Rabu, 16 Maret 2011

Kaleidoskop Pemandangan, Kuil dan Budaya di Nepal

Kathmandu, Ibu Kota Nepal, adalah kaleidoskop agama, kebangsaan, dan keajaiban arsitektural -- dan semuanya dalam jangkauan 30 menit naik pesawat dari pegunungan paling menakjubkan yang pernah saya lihat, Himalaya.

Kami tiba di Kathmandu dari Abu Dhabi setelah empat jam penerbangan yang nyaman menggunakan Etihad Airlines, langsung disambut dengan prosedur kedatangan yang repot. Di sana, foto visa saya bisa terbang dari tangan petugas imigrasi, keluar jendela terminal sampai landasan pesawat, tapi untungnya langsung ditangkap oleh petugas darat Etihad. Setelah melewati bea cukai, kami menunggu 20 menit sampai agen perjalanan tiba. Seperti kemudian kami ketahui, Kathmandu bukanlah kota bagi mereka yang lemah hati, atau mencari kemewahan kelas bintang lima.

Tetapi setelah kesulitan-kesulitan kecil ini, kami sampai di hotel Yak and Yeti, salah satu akomodasi Kathmandu yang cukup tinggi kelasnya, masuk ke kamar yang nyaman dengan pemandangan taman dan kolam renang (satu penuh air, satunya kosong) dan menemukan bar di dekat pusat kota untuk merayakan ketibaan kami di Nepal. Selanjutnya, kami makan kari di sebuah restoran India di mana kami dihibur oleh dua penyanyi Nepal yang menggairahkan.
● ● ●
Tujuan Tugas A –
Jawablah pertanyaan-pertanyaan berikut berdasarkan teks tentang Kathmandu.
(i) Berapa jam penerbangan dari Abu Dhabi ke Kathmandu?
(ii) Siapa yang menangkap foto visa yang terbang dari tangan petugas imigrasi?
(iii) Di hotel mana mereka menginap di Kathmandu?
Tujuan Tugas B – Salin tanpa perubahan bagian teks tentang Kathmandu dari "Kathmandu, Ibu Kota" sampai "saya lihat, Himalaya.".
Baris-baris data yang menyusul tidak diperlukan sama sekali.
● ● ●
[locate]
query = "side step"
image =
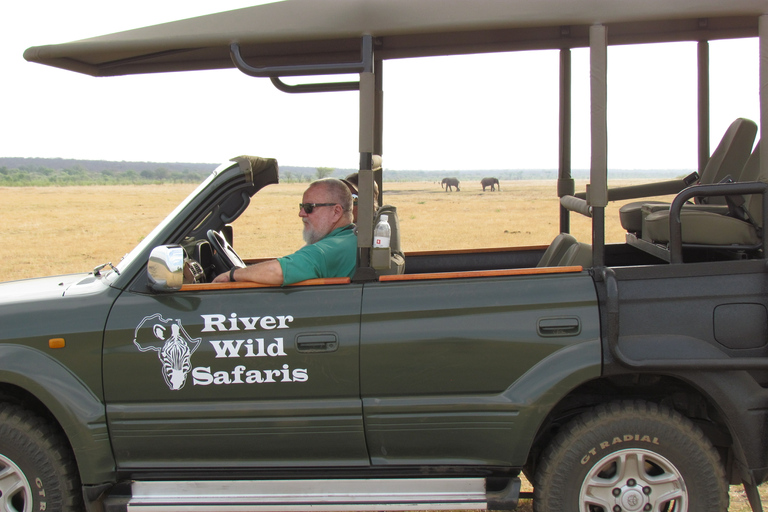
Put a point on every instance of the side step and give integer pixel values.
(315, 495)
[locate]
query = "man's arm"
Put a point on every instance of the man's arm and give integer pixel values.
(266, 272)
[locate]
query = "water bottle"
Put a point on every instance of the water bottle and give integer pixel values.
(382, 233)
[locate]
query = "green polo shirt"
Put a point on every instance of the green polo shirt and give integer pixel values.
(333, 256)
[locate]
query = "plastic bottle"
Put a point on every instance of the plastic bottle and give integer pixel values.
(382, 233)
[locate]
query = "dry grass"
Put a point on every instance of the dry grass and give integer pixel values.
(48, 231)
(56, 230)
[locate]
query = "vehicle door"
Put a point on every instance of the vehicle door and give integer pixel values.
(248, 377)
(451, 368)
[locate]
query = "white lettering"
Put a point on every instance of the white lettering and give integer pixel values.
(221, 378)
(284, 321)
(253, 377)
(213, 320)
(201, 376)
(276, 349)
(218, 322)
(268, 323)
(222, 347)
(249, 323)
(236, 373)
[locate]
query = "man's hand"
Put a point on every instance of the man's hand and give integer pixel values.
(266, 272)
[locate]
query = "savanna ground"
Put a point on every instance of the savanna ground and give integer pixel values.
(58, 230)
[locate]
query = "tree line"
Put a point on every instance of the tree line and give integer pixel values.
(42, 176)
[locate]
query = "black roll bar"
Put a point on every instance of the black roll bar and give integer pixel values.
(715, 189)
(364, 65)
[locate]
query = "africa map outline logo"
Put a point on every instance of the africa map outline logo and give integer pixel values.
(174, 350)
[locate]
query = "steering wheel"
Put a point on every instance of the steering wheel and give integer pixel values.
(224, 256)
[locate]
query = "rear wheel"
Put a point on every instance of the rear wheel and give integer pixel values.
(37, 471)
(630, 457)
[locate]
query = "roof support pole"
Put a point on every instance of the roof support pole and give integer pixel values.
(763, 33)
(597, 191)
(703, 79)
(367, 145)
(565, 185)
● ● ●
Jawaban Tugas A –
(i) Empat jam.
(ii) Petugas darat Etihad.
(iii) Hotel Yak and Yeti.

Jawaban Tugas B –
Kathmandu, Ibu Kota Nepal, adalah kaleidoskop agama, kebangsaan, dan keajaiban arsitektural -- dan semuanya dalam jangkauan 30 menit naik pesawat dari pegunungan paling menakjubkan yang pernah saya lihat, Himalaya.